§ **WHAT YOU ARE ASKED TO DO**:
Write out again the lines from the one with "car door, one" to the one with "pixel 255 299", both ends included, adding 54 to every coordinate in the answers. Keep all other text in those lines unchanged, and give no other lines.

§ **RECORDS FOR THIS TASK**:
+-------+
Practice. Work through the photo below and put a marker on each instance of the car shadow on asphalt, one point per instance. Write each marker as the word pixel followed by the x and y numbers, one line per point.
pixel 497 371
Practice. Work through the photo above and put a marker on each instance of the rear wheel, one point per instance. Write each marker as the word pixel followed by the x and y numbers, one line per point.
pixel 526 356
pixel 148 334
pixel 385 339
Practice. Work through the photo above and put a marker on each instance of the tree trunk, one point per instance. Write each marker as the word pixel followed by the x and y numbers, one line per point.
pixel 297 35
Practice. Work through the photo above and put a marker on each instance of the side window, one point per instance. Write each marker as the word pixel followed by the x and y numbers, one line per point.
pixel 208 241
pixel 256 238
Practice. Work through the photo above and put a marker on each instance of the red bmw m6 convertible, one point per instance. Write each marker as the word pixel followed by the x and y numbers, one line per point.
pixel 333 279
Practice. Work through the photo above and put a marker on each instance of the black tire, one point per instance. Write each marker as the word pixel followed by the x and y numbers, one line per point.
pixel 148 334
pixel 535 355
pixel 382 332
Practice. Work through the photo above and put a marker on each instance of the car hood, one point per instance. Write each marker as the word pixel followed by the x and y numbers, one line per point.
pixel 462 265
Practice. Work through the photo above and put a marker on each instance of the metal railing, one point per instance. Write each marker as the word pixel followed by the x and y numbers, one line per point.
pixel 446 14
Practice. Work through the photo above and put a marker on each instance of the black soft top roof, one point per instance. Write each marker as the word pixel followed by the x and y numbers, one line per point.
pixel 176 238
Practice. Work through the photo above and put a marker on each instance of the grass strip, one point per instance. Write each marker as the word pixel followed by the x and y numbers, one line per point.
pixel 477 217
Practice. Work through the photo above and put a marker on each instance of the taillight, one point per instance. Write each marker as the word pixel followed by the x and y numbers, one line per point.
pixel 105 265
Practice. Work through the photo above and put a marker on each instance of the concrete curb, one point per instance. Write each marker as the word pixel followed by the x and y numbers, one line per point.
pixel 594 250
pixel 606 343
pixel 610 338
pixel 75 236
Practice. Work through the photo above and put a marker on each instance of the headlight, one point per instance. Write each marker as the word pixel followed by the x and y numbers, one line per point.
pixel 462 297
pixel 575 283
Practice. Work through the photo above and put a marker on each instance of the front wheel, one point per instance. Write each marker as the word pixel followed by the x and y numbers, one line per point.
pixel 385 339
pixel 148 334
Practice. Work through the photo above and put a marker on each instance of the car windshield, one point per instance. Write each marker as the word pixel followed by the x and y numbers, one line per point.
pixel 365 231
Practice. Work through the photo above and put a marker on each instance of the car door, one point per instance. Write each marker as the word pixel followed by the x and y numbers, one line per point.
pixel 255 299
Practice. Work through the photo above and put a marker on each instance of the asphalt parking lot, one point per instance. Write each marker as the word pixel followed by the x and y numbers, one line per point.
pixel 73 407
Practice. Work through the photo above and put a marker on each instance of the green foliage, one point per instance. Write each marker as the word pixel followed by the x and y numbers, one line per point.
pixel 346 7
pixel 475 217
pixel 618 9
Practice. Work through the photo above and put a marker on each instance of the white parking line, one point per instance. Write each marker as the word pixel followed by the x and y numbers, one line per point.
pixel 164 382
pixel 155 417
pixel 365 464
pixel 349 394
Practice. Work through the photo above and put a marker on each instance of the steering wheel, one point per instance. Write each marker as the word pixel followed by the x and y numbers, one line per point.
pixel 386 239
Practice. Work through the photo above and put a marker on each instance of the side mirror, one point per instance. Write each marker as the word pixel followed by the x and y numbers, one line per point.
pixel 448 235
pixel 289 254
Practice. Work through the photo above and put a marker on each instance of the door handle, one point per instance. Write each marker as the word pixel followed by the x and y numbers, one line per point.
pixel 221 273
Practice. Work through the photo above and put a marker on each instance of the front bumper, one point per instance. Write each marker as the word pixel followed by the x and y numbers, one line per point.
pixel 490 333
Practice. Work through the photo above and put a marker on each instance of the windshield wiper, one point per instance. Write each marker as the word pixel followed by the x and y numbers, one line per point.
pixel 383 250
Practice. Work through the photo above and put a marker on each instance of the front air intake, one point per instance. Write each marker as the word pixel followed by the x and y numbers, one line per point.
+-------+
§ **EXPECTED ANSWER**:
Practice. Work through the photo above and put a marker on each instance of the car door, one point per instance. Write each marker as the word pixel followed by the x and y numbers, one line per point.
pixel 309 353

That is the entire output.